INSTRUCCIÓN ESCRITA -
Convierte en una lista JSON de cadenas las líneas que empiezan en la que contiene "Return the outline of every instance of the wristband." y terminan en la que contiene "M62 149L61 149L60", ambas incluidas. Usa una cadena por línea y omite las líneas en blanco.

╭─ REGISTROS

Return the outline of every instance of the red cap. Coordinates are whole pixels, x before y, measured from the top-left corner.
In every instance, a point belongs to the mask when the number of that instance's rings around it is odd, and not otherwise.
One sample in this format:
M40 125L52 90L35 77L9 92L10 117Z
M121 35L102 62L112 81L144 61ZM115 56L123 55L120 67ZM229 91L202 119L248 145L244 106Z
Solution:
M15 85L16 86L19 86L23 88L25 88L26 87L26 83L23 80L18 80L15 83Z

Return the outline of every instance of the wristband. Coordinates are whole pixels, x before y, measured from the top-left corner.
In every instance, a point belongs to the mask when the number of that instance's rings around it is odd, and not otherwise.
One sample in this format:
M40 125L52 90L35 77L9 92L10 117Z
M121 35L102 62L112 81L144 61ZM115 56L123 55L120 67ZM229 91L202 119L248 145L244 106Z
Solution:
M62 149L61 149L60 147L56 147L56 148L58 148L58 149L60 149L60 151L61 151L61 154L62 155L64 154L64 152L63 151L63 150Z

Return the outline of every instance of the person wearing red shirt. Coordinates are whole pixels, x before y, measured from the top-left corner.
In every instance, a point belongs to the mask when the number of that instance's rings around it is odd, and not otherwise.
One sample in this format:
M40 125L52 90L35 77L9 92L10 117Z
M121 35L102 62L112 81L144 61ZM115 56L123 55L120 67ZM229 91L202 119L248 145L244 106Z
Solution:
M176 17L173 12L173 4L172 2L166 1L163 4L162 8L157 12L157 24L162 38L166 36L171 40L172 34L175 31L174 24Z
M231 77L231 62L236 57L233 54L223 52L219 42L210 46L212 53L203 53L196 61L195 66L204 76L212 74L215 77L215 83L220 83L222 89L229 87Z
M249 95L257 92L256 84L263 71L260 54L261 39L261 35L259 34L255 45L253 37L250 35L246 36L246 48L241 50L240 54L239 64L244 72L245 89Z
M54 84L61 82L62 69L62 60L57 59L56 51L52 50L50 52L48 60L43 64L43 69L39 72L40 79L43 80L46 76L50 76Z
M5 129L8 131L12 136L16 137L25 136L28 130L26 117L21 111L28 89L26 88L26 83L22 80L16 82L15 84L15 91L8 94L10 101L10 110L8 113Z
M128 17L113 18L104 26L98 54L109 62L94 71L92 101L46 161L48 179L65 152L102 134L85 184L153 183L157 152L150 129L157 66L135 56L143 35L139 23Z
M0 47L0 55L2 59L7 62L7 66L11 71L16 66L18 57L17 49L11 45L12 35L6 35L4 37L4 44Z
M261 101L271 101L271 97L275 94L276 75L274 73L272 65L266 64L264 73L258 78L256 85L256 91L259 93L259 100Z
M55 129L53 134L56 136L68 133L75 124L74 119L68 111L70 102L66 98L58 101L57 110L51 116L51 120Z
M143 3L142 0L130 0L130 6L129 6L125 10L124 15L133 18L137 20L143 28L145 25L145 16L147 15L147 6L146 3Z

╰─
╭─ REGISTROS

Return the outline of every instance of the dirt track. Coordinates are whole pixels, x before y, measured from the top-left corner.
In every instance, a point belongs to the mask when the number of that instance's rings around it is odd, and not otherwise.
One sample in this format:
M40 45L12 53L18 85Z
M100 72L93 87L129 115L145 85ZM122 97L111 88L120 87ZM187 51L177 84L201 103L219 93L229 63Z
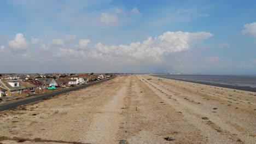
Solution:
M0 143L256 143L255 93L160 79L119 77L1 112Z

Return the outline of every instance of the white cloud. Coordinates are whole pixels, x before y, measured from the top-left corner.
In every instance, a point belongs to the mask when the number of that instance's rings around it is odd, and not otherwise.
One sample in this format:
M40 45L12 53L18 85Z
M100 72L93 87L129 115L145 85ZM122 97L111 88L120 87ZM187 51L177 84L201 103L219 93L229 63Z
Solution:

╰─

SOLUCIÓN -
[
  "Return the outline of every instance of the wristband. Coordinates are whole pixels, x before y, measured from the top-left corner.",
  "In every instance, a point belongs to the mask when the number of that instance's rings around it is odd, and not otherwise.",
  "One sample in this format:",
  "M40 125L52 90L35 77L9 92L10 117Z",
  "M121 35L102 62L112 81L144 61ZM115 56L123 55L120 67ZM229 91L202 119L248 145L244 106Z",
  "Solution:",
  "M62 149L61 149L60 147L56 147L56 148L58 148L58 149L60 149L60 151L61 151L61 154L62 155L64 154L64 152L63 151L63 150Z"
]